#### Task description:
Copy the entries word for word, from the start through the line containing "16), (117, 96)]". Leave the pictures out of your copy.

#### Given data:
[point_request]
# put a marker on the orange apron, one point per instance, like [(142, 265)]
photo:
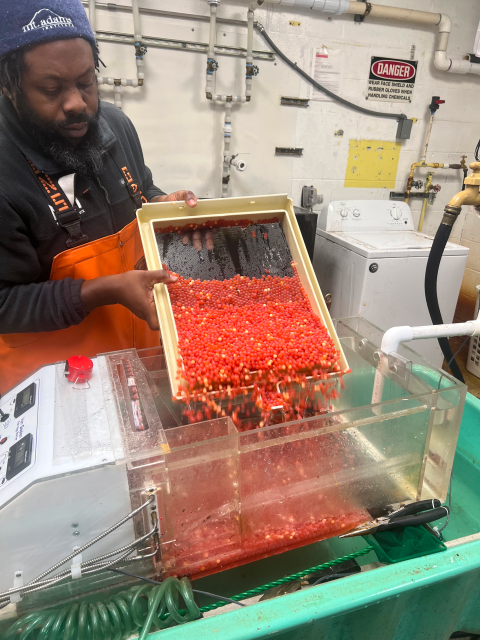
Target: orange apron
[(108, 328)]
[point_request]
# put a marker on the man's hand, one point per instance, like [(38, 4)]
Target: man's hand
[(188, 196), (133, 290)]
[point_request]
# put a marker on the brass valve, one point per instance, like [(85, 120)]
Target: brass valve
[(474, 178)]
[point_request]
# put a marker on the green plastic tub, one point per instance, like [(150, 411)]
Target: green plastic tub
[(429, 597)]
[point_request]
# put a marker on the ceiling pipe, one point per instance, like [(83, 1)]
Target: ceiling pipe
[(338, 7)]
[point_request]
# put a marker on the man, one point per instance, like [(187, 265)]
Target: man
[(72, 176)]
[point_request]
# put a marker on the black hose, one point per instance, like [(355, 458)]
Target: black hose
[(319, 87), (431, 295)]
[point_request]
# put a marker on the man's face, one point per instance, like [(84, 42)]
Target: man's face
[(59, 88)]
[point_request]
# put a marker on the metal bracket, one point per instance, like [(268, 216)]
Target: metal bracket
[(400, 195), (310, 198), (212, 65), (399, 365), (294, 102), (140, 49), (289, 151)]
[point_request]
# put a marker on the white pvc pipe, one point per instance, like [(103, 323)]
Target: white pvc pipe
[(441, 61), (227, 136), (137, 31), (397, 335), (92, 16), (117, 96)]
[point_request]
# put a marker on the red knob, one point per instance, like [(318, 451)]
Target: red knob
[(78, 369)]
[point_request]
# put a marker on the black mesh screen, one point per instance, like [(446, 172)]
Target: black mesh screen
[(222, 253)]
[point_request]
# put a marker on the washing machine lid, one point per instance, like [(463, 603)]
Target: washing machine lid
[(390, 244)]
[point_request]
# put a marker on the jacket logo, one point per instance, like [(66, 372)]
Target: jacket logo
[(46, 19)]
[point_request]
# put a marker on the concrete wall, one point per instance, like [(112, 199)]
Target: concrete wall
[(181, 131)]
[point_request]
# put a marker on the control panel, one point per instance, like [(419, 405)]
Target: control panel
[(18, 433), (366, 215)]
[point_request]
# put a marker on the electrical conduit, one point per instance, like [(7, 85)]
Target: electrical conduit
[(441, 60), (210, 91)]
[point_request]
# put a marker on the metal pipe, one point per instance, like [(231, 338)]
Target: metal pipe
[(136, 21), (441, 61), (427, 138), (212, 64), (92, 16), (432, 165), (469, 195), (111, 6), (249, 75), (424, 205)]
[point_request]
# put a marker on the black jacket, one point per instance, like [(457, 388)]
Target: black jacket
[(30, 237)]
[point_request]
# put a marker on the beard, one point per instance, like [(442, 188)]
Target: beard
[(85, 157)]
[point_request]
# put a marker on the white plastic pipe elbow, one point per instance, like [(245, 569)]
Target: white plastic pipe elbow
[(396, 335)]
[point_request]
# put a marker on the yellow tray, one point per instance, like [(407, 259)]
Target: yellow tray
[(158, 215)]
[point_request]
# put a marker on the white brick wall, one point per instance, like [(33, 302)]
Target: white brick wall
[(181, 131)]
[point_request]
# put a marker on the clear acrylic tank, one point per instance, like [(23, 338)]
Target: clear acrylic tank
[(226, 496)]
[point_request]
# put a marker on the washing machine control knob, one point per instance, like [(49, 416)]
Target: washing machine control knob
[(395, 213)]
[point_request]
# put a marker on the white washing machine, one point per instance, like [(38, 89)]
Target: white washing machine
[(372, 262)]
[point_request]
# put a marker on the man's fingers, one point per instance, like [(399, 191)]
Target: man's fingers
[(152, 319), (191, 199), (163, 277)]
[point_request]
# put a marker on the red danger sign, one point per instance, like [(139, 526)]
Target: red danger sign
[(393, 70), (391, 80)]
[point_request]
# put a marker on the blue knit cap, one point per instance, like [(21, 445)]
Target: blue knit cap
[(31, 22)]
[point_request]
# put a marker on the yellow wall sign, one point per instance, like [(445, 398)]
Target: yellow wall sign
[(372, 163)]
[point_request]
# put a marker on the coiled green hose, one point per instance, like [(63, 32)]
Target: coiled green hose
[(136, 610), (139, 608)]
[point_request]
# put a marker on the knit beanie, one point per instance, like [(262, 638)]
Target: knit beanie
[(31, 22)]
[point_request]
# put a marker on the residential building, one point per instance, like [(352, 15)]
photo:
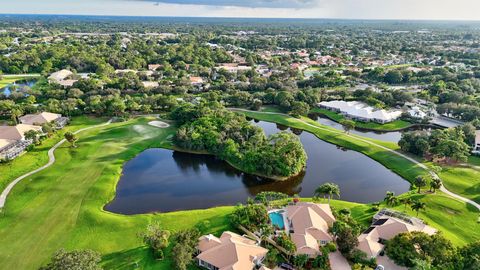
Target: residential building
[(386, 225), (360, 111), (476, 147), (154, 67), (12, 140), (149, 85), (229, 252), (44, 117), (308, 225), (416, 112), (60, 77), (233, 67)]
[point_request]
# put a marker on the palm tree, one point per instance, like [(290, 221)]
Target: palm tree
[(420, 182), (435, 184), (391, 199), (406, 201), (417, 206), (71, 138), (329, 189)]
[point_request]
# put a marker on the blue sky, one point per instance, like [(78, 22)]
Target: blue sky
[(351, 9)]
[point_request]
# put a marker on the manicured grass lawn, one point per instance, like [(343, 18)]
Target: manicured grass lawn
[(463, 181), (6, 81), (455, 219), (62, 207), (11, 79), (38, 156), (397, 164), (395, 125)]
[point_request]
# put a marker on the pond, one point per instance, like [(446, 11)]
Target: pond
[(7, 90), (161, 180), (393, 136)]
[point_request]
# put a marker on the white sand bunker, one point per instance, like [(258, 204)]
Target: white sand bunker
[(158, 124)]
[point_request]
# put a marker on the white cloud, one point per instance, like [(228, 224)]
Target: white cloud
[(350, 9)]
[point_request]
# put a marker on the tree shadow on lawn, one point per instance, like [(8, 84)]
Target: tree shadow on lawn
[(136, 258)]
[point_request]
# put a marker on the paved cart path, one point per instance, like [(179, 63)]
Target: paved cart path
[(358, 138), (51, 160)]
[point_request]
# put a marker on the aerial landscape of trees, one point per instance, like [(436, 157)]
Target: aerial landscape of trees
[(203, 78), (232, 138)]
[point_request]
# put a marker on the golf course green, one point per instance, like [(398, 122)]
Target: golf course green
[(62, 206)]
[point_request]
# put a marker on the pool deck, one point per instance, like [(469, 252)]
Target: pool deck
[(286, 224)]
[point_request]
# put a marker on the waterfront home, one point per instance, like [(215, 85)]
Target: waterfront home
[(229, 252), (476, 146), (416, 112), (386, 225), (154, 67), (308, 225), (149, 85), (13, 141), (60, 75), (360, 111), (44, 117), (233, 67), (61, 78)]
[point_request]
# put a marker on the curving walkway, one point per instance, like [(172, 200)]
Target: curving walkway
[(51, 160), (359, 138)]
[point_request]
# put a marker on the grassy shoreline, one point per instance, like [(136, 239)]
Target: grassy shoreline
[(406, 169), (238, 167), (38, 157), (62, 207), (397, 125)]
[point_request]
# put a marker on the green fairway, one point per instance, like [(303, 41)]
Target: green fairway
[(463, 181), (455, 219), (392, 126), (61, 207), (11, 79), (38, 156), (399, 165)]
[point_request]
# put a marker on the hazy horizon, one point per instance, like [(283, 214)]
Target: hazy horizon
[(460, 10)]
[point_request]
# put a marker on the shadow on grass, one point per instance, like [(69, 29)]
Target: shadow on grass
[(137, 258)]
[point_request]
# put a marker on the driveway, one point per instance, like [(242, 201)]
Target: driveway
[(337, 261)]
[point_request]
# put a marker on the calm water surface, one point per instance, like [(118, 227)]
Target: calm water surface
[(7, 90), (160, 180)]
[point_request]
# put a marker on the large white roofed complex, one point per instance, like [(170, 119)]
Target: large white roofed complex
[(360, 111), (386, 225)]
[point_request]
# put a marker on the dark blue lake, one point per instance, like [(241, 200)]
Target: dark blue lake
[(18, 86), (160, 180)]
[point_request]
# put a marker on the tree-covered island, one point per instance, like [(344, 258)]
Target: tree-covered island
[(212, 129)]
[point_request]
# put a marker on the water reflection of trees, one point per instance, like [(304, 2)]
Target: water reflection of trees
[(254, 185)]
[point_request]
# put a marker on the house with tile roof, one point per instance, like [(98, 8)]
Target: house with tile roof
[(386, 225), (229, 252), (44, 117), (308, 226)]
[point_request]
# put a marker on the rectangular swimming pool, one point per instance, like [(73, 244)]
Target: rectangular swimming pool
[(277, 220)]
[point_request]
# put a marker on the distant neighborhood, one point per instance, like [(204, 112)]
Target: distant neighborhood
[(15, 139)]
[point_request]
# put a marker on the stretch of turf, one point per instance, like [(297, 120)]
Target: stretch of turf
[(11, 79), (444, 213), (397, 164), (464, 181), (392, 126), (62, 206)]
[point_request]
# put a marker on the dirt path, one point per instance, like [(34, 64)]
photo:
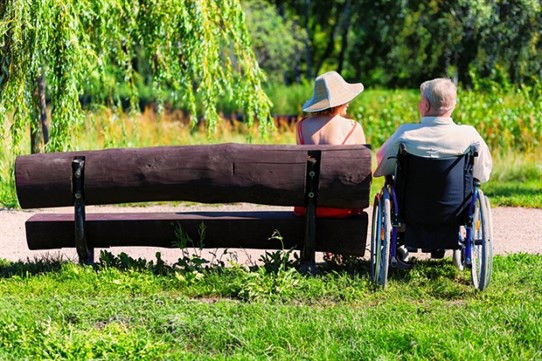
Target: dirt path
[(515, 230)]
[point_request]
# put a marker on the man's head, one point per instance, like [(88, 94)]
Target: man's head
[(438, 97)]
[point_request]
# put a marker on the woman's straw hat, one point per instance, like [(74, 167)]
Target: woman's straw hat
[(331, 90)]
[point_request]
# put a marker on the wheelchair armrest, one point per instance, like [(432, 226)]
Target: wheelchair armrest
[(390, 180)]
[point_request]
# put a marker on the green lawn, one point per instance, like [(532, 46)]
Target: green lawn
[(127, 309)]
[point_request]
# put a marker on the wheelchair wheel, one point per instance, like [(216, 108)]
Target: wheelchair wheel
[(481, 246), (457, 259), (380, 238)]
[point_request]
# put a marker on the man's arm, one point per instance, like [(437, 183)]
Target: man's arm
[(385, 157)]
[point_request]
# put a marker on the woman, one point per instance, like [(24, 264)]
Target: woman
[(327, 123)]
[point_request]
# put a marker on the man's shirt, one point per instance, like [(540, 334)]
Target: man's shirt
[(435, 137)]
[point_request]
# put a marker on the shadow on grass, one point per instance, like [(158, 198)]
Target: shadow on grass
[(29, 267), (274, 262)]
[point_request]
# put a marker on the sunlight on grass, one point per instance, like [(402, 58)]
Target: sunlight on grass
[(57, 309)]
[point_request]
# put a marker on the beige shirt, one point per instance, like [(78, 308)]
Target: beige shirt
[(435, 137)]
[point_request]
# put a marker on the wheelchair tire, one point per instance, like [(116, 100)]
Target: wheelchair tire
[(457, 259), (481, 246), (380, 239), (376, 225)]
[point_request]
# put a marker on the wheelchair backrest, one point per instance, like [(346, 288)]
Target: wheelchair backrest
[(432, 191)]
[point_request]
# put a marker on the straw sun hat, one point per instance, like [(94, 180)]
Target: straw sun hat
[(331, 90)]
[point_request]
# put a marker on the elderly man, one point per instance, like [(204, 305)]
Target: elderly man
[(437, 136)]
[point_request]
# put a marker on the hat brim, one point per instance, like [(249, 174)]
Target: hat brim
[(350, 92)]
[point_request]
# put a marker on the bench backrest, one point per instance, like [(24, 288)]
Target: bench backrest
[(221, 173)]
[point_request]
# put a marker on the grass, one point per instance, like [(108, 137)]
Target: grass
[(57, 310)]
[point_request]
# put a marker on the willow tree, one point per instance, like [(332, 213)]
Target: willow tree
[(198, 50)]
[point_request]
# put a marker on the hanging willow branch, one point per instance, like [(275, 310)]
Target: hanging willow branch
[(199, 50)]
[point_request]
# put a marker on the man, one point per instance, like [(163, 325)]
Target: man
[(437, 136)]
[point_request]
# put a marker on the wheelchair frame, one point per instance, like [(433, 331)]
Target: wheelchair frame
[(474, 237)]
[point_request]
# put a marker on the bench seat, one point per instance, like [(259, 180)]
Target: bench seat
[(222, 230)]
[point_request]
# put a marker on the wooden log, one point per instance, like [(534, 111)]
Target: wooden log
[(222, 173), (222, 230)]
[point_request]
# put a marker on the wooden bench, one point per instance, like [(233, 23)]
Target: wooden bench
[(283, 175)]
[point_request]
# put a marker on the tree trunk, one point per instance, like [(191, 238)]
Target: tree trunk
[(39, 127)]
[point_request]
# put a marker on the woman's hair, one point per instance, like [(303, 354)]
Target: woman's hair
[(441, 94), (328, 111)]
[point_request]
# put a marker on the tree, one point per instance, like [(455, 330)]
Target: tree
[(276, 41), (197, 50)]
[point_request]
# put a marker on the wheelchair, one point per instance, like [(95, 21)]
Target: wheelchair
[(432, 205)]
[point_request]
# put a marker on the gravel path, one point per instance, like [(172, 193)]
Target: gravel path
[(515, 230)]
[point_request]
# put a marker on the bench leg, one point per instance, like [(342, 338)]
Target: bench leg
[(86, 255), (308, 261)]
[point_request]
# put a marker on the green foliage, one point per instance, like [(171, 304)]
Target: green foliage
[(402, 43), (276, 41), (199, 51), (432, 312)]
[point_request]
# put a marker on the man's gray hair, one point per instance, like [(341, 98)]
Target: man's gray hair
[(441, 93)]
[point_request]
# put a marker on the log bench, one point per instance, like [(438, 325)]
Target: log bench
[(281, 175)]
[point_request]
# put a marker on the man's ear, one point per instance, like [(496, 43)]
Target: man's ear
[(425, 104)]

#### Solution to this task:
[point_request]
# put a marker on the orange apron, one point per instance, like [(142, 265)]
photo:
Target: orange apron
[(108, 328)]
[point_request]
# put a marker on the man's hand, one point per instance, like [(38, 4)]
Target: man's hand
[(188, 196), (133, 290)]
[point_request]
# put a marker on the brass valve, one point per instance, like [(85, 120)]
Target: brass valve
[(474, 178)]
[point_request]
# put a marker on the green plastic tub, one point per instance, like [(150, 411)]
Target: green plastic tub
[(429, 597)]
[point_request]
# put a marker on the ceiling pipe, one point per instance, like [(83, 1)]
Target: ceiling pipe
[(338, 7)]
[point_request]
# put a marker on the man, one point per instance, like [(187, 265)]
Target: man
[(72, 176)]
[point_request]
# put a marker on the black hose, one point per instance, like [(355, 458)]
Target: black hose
[(319, 87), (431, 295)]
[point_request]
# put a marker on the man's face, one point per instance, like [(84, 42)]
Target: man's face
[(59, 88)]
[point_request]
# put a marker on the metal bracket, one point per instance, like [(268, 216)]
Target: metal bracket
[(400, 195), (310, 198), (212, 65), (399, 365), (294, 102), (140, 49), (289, 151)]
[point_request]
# put a marker on the white pvc pipe, one point per instance, like [(103, 323)]
Target: white pvc pipe
[(441, 61), (227, 136), (137, 31), (397, 335), (92, 16), (117, 96)]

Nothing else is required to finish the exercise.